Entries from a data source
■ ■ ■ ■ ■ ■ ■
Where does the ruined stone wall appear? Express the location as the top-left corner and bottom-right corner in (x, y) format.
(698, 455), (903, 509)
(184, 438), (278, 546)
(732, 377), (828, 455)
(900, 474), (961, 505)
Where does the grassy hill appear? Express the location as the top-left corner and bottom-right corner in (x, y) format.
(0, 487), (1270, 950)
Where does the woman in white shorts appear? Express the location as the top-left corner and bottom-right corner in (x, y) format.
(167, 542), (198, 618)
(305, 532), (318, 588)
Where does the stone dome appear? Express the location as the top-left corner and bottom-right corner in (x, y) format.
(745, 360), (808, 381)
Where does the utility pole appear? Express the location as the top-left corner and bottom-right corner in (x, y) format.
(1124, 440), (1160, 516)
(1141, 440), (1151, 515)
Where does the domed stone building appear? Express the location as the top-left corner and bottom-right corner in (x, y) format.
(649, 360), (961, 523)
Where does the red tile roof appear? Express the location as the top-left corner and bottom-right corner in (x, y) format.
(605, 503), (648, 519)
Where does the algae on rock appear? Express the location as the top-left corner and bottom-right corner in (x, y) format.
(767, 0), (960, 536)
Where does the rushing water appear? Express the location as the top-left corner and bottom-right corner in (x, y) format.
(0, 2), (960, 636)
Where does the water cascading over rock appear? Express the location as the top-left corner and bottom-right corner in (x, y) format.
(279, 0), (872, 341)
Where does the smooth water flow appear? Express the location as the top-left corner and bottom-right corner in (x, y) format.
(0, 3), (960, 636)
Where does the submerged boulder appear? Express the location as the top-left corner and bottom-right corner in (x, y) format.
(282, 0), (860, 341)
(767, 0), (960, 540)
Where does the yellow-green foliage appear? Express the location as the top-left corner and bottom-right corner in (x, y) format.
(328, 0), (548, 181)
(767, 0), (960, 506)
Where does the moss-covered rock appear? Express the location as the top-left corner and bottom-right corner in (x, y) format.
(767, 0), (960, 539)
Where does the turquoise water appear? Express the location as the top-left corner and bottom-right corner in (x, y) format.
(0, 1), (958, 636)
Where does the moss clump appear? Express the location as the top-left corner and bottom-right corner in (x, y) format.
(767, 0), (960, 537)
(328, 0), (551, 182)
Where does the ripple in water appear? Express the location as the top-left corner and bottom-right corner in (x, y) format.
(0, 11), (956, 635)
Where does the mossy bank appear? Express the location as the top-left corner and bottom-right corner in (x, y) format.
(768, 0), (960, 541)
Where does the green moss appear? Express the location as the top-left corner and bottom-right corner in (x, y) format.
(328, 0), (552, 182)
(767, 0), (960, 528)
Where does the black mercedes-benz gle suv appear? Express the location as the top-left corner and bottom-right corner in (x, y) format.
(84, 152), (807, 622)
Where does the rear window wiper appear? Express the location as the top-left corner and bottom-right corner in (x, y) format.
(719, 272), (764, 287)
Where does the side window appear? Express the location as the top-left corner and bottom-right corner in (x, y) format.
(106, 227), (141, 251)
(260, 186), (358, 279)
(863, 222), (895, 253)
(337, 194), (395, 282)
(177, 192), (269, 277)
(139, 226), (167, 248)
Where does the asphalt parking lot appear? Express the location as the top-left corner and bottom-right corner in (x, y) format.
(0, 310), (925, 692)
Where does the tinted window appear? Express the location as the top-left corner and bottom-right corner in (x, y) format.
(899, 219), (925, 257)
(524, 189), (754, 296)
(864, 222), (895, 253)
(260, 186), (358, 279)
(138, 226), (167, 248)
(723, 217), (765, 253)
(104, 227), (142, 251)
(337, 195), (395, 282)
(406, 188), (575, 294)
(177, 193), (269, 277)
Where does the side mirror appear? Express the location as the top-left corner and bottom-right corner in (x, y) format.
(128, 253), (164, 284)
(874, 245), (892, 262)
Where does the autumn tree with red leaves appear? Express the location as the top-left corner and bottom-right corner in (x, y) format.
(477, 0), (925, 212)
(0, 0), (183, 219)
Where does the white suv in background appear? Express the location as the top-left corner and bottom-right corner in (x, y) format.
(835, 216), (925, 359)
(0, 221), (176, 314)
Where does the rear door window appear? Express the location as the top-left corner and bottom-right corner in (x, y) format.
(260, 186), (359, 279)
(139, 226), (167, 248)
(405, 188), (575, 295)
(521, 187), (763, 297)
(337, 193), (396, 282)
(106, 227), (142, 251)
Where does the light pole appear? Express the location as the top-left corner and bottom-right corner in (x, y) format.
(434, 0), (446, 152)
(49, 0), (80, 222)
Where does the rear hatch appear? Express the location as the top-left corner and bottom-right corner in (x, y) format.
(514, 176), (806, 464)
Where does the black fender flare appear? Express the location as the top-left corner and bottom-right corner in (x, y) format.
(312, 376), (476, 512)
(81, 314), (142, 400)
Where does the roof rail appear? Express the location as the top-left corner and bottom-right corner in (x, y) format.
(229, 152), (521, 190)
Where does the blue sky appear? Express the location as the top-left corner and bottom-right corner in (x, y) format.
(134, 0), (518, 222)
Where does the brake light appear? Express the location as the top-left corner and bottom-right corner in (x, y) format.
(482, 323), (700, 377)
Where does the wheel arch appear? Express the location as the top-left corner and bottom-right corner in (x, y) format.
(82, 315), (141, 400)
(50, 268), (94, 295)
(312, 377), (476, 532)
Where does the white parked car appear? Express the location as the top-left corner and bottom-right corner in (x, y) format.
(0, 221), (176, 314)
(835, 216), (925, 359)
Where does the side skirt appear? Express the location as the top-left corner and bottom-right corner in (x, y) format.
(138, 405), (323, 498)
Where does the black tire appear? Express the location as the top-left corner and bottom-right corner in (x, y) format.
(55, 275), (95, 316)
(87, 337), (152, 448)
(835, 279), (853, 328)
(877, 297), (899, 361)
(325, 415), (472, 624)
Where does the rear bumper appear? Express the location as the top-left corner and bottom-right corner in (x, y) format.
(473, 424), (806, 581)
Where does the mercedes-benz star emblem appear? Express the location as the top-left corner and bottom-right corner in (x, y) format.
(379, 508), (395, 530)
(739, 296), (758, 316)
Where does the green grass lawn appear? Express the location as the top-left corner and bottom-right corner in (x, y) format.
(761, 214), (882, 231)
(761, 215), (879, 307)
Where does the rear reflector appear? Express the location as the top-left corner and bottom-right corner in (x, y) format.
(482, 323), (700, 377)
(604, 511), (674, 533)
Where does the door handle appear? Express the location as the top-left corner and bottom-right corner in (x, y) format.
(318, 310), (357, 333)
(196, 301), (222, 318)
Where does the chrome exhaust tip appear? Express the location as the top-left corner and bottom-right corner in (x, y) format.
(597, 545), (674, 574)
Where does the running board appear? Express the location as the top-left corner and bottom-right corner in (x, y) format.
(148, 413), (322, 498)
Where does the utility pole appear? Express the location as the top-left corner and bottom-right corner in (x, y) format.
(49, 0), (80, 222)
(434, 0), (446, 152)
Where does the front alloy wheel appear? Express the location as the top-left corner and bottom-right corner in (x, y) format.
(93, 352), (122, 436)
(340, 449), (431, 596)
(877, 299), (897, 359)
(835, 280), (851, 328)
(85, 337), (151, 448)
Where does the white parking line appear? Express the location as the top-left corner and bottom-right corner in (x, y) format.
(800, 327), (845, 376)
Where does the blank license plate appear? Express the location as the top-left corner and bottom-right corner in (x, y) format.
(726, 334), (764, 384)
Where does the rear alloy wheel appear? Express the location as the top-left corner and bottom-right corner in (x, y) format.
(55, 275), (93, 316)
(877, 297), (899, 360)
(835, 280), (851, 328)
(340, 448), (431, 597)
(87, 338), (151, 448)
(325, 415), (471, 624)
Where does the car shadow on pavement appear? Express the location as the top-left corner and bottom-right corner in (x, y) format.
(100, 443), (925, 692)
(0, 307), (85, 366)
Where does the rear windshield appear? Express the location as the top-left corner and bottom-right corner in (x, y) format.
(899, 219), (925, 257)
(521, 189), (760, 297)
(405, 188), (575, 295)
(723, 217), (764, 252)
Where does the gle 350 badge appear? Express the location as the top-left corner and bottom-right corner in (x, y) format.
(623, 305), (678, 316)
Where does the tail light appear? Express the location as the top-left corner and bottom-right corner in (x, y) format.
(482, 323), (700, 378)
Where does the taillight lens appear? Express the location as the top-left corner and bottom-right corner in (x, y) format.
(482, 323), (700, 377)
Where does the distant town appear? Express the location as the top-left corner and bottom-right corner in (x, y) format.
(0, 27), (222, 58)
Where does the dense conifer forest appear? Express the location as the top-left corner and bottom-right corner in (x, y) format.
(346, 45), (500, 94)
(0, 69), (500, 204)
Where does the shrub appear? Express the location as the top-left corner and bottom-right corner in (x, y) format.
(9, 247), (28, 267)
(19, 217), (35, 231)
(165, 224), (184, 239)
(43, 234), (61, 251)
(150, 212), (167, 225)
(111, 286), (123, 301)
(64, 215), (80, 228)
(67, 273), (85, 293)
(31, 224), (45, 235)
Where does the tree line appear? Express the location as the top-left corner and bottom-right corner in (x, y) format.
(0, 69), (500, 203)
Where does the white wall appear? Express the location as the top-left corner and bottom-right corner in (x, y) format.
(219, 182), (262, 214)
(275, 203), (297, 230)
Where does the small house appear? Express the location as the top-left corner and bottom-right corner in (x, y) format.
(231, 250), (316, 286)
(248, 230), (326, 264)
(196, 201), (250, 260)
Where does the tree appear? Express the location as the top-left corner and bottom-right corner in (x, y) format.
■ ■ ■ ■ ■ ■ ■
◆ **Task**: Reproduce everything from the line containing "Where does the rear windshield" down to the line containing "(623, 305), (678, 316)", both included, keeping every line and shifting each coordinate value up by 21.

◆ **Full answer**:
Where does the rear windshield appear? Express the location as the top-left corner and bottom-right corner in (x, y) format.
(920, 240), (946, 278)
(542, 210), (781, 318)
(426, 209), (596, 316)
(744, 238), (785, 273)
Where does the gle 350 badge appear? Express the location as the top-left corner and bottom-right corner in (x, y) format.
(644, 326), (699, 337)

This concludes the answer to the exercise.